[start of Record list]

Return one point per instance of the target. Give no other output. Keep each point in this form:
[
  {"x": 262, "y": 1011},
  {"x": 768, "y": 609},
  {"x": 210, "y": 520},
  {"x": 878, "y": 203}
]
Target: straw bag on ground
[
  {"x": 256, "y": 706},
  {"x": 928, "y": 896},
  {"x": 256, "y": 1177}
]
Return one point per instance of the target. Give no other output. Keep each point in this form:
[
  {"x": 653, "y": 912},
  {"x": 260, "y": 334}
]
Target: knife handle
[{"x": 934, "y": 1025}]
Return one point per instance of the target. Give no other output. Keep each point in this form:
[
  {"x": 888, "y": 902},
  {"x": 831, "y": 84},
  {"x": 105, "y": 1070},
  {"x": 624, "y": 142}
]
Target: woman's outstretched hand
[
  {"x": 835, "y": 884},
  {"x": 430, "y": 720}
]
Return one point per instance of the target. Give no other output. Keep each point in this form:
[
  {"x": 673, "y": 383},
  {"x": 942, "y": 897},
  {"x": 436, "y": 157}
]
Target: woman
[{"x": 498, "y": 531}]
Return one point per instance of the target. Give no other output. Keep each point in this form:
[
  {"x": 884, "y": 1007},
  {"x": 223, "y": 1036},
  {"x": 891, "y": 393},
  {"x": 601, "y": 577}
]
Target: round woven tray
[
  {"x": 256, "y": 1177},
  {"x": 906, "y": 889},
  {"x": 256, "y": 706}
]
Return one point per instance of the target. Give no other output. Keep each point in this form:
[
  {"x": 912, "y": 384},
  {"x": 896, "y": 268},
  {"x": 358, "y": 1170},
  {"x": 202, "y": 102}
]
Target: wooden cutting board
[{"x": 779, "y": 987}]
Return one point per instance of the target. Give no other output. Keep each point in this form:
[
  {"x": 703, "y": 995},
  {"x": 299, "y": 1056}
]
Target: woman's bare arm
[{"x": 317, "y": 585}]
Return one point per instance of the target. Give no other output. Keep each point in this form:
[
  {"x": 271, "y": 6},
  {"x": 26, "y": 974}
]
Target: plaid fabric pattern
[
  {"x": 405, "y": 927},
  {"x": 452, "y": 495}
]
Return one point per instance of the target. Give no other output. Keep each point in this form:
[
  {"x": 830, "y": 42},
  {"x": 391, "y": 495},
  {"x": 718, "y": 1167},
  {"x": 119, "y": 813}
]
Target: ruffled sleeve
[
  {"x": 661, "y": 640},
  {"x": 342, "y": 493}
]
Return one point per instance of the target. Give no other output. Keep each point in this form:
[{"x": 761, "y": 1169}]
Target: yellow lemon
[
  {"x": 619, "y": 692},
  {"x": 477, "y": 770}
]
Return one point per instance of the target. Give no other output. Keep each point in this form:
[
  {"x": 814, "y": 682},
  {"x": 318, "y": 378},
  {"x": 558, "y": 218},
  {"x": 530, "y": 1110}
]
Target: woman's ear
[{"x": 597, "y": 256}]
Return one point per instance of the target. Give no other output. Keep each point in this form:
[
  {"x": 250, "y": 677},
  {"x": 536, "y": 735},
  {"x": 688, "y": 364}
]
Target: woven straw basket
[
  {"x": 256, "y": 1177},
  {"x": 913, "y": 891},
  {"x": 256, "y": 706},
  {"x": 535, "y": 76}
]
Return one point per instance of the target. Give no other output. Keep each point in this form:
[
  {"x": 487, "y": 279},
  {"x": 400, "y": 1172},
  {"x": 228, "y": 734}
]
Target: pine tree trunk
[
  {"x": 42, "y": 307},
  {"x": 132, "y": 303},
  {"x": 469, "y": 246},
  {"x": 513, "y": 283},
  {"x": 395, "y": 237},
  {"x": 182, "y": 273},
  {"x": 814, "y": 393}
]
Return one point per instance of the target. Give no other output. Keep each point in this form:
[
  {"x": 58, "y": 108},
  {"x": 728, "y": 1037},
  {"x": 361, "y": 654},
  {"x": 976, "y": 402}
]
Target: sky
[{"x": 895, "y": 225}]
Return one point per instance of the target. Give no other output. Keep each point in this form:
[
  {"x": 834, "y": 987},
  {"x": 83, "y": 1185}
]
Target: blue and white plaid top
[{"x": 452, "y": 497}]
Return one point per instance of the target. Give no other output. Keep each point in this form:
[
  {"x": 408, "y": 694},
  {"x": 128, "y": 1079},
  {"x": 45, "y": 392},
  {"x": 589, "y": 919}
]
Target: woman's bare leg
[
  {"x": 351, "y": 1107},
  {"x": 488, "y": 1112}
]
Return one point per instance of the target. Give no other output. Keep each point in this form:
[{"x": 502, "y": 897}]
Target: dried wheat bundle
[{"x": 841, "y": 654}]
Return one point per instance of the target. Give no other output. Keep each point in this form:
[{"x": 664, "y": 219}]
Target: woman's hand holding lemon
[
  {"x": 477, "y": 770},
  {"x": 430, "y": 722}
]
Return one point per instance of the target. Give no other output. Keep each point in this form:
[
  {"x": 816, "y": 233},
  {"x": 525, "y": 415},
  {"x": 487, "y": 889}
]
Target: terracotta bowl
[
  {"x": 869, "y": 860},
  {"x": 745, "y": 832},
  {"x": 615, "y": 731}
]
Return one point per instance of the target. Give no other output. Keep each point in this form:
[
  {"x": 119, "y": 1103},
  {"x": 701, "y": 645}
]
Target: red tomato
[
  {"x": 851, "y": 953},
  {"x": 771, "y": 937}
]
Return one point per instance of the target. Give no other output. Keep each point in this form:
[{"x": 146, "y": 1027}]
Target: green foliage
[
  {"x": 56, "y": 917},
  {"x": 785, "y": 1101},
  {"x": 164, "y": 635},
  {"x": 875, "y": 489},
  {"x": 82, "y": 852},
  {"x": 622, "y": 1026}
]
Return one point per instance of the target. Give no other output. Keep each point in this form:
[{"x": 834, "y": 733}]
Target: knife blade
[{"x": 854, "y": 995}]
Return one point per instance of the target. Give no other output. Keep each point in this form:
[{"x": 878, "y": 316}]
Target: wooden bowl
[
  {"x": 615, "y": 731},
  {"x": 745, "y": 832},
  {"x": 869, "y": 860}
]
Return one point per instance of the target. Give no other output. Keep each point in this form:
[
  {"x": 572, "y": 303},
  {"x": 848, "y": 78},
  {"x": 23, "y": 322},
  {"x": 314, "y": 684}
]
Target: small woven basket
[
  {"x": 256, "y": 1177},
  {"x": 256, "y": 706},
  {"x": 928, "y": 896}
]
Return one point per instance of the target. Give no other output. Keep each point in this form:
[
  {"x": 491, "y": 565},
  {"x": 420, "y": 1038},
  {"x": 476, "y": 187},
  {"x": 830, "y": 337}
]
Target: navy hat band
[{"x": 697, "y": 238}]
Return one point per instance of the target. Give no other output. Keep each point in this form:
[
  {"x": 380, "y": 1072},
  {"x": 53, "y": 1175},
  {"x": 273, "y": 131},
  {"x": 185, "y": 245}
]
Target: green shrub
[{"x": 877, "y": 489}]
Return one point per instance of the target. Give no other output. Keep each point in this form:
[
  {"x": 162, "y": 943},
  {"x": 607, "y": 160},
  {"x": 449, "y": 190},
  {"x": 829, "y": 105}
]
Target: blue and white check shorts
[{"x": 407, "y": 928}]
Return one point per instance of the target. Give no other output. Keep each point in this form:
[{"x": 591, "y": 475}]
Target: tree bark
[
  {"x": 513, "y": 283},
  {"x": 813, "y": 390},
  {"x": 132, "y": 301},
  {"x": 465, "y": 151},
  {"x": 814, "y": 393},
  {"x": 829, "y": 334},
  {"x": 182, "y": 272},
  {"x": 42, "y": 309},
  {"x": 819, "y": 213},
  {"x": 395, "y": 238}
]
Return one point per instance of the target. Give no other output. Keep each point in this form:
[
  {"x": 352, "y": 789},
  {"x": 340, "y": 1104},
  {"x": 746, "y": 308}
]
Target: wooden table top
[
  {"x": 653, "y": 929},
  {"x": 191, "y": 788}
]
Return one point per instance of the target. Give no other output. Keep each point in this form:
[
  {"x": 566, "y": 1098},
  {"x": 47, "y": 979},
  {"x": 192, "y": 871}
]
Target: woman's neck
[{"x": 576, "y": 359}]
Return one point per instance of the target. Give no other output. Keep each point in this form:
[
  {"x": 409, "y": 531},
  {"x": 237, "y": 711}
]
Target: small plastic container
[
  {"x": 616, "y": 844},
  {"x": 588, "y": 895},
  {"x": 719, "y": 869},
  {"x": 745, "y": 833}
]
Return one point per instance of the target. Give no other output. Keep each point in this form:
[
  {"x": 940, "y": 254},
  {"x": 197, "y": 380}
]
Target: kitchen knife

[end of Record list]

• _Exercise requirements_: Count the lines in the records above that contain the word "basket", and give only the number.

• _Finished task_: 2